## WHAT TO DO
Your copy must start with the line containing "In this exercise you will mark the tall" and end with the last line of the entries, matching them exactly and leaving out every picture.

========================

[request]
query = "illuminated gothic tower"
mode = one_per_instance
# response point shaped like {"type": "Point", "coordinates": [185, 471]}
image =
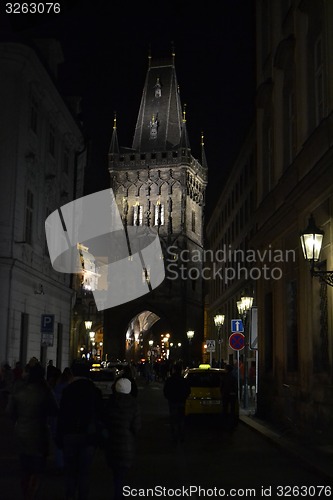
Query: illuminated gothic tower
{"type": "Point", "coordinates": [158, 183]}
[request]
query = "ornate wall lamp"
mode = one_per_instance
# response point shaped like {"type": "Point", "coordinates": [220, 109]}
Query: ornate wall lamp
{"type": "Point", "coordinates": [244, 305]}
{"type": "Point", "coordinates": [219, 320]}
{"type": "Point", "coordinates": [311, 241]}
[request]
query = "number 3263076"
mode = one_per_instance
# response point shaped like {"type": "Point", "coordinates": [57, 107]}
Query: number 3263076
{"type": "Point", "coordinates": [32, 8]}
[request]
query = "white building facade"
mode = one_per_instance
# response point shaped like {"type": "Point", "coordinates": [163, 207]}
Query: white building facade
{"type": "Point", "coordinates": [42, 157]}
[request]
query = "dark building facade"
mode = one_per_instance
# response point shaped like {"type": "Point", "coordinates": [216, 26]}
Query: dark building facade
{"type": "Point", "coordinates": [158, 183]}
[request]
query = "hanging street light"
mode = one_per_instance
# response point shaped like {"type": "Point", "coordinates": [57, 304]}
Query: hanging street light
{"type": "Point", "coordinates": [190, 335]}
{"type": "Point", "coordinates": [311, 241]}
{"type": "Point", "coordinates": [243, 306]}
{"type": "Point", "coordinates": [219, 320]}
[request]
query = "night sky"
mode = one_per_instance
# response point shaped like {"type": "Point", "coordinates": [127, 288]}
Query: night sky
{"type": "Point", "coordinates": [106, 46]}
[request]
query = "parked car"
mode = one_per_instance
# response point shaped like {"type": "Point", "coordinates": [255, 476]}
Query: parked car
{"type": "Point", "coordinates": [205, 397]}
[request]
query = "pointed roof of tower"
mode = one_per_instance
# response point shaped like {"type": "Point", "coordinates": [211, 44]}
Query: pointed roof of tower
{"type": "Point", "coordinates": [114, 146]}
{"type": "Point", "coordinates": [159, 124]}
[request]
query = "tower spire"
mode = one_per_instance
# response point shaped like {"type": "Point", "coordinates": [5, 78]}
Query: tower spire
{"type": "Point", "coordinates": [114, 146]}
{"type": "Point", "coordinates": [203, 154]}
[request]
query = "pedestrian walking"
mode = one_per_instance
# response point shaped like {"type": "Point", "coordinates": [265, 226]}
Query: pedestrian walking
{"type": "Point", "coordinates": [81, 408]}
{"type": "Point", "coordinates": [30, 406]}
{"type": "Point", "coordinates": [176, 390]}
{"type": "Point", "coordinates": [123, 421]}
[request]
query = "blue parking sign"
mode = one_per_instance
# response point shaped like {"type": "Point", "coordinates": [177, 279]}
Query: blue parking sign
{"type": "Point", "coordinates": [237, 325]}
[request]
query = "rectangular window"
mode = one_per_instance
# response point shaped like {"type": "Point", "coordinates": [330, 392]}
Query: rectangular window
{"type": "Point", "coordinates": [193, 221]}
{"type": "Point", "coordinates": [292, 126]}
{"type": "Point", "coordinates": [59, 344]}
{"type": "Point", "coordinates": [159, 215]}
{"type": "Point", "coordinates": [24, 330]}
{"type": "Point", "coordinates": [65, 162]}
{"type": "Point", "coordinates": [52, 141]}
{"type": "Point", "coordinates": [29, 210]}
{"type": "Point", "coordinates": [137, 215]}
{"type": "Point", "coordinates": [319, 80]}
{"type": "Point", "coordinates": [268, 329]}
{"type": "Point", "coordinates": [267, 158]}
{"type": "Point", "coordinates": [33, 114]}
{"type": "Point", "coordinates": [46, 249]}
{"type": "Point", "coordinates": [292, 327]}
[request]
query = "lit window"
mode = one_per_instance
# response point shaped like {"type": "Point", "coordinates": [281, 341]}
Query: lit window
{"type": "Point", "coordinates": [33, 114]}
{"type": "Point", "coordinates": [137, 215]}
{"type": "Point", "coordinates": [52, 141]}
{"type": "Point", "coordinates": [193, 221]}
{"type": "Point", "coordinates": [29, 209]}
{"type": "Point", "coordinates": [159, 215]}
{"type": "Point", "coordinates": [319, 80]}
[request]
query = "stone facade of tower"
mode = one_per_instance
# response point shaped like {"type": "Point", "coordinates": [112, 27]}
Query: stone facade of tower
{"type": "Point", "coordinates": [159, 184]}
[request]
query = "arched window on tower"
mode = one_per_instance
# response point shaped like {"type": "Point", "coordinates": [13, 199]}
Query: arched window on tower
{"type": "Point", "coordinates": [159, 214]}
{"type": "Point", "coordinates": [193, 221]}
{"type": "Point", "coordinates": [137, 215]}
{"type": "Point", "coordinates": [158, 89]}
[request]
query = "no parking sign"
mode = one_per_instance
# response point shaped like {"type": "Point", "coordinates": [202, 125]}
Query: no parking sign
{"type": "Point", "coordinates": [237, 341]}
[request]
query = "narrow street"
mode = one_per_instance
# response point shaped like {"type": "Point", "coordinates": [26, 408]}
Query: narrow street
{"type": "Point", "coordinates": [244, 464]}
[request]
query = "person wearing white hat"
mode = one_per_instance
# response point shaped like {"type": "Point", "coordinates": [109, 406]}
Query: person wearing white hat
{"type": "Point", "coordinates": [123, 421]}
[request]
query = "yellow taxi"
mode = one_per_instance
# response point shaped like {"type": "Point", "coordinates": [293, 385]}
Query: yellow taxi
{"type": "Point", "coordinates": [205, 394]}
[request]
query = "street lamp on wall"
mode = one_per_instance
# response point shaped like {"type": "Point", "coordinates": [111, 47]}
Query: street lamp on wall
{"type": "Point", "coordinates": [243, 306]}
{"type": "Point", "coordinates": [219, 320]}
{"type": "Point", "coordinates": [190, 335]}
{"type": "Point", "coordinates": [311, 241]}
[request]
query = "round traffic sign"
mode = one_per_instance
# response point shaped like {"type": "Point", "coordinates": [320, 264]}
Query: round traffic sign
{"type": "Point", "coordinates": [237, 341]}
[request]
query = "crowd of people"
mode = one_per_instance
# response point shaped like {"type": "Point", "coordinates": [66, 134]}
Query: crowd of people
{"type": "Point", "coordinates": [65, 410]}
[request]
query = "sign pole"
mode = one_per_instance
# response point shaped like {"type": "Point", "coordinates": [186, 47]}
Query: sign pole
{"type": "Point", "coordinates": [238, 376]}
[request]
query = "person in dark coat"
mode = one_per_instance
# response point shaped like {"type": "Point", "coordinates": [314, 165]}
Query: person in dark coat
{"type": "Point", "coordinates": [128, 373]}
{"type": "Point", "coordinates": [81, 408]}
{"type": "Point", "coordinates": [123, 421]}
{"type": "Point", "coordinates": [30, 406]}
{"type": "Point", "coordinates": [176, 390]}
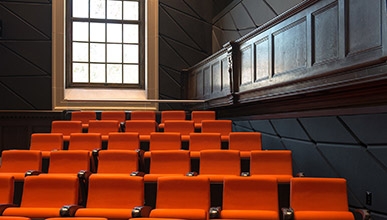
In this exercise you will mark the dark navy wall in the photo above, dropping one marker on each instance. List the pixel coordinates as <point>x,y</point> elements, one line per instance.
<point>349,146</point>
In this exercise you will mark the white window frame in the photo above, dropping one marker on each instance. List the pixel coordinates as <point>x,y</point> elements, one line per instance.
<point>101,99</point>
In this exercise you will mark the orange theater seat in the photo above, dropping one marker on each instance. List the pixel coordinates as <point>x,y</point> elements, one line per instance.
<point>319,198</point>
<point>119,116</point>
<point>171,115</point>
<point>6,190</point>
<point>217,164</point>
<point>168,163</point>
<point>46,142</point>
<point>143,115</point>
<point>185,127</point>
<point>250,198</point>
<point>17,162</point>
<point>123,141</point>
<point>44,195</point>
<point>104,127</point>
<point>117,161</point>
<point>245,142</point>
<point>224,127</point>
<point>203,141</point>
<point>113,196</point>
<point>143,127</point>
<point>182,197</point>
<point>163,141</point>
<point>66,128</point>
<point>85,141</point>
<point>274,163</point>
<point>84,117</point>
<point>198,116</point>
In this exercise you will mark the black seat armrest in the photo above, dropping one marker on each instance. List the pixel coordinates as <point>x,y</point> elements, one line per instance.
<point>365,214</point>
<point>215,212</point>
<point>191,174</point>
<point>245,174</point>
<point>137,173</point>
<point>32,173</point>
<point>5,206</point>
<point>141,211</point>
<point>287,213</point>
<point>68,210</point>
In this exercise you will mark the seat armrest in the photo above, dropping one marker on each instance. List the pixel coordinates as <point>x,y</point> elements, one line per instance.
<point>5,206</point>
<point>245,174</point>
<point>32,173</point>
<point>191,174</point>
<point>68,210</point>
<point>365,214</point>
<point>137,173</point>
<point>215,212</point>
<point>287,213</point>
<point>141,211</point>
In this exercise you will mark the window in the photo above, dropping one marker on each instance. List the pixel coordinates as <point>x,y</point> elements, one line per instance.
<point>100,96</point>
<point>105,43</point>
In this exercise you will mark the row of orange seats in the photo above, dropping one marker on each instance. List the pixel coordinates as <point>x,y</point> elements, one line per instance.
<point>195,142</point>
<point>122,197</point>
<point>121,116</point>
<point>214,164</point>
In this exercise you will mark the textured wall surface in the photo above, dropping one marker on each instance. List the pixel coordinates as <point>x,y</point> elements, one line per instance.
<point>243,16</point>
<point>349,146</point>
<point>25,55</point>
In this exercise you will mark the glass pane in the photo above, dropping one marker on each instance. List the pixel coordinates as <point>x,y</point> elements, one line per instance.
<point>130,53</point>
<point>114,73</point>
<point>130,33</point>
<point>114,53</point>
<point>131,74</point>
<point>97,9</point>
<point>97,32</point>
<point>114,33</point>
<point>80,31</point>
<point>81,8</point>
<point>80,73</point>
<point>97,52</point>
<point>97,73</point>
<point>81,52</point>
<point>114,9</point>
<point>130,10</point>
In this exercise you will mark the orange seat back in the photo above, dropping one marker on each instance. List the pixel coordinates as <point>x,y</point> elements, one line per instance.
<point>66,127</point>
<point>123,141</point>
<point>46,141</point>
<point>50,191</point>
<point>224,127</point>
<point>271,162</point>
<point>85,141</point>
<point>165,141</point>
<point>245,141</point>
<point>204,141</point>
<point>16,161</point>
<point>250,193</point>
<point>113,115</point>
<point>143,115</point>
<point>183,193</point>
<point>6,189</point>
<point>318,194</point>
<point>143,127</point>
<point>170,162</point>
<point>115,191</point>
<point>104,127</point>
<point>70,162</point>
<point>220,162</point>
<point>117,161</point>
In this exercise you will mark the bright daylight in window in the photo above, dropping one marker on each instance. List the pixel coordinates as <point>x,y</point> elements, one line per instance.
<point>105,47</point>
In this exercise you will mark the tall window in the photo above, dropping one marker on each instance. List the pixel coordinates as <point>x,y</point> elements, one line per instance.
<point>105,46</point>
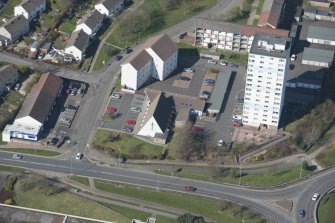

========================

## RESPONSE TO THIS TASK
In this exercise you will mark the tall window in the photo above, dropping one marker on each instance. List the pixel coordinates as <point>x,y</point> elements, one line per instance.
<point>105,46</point>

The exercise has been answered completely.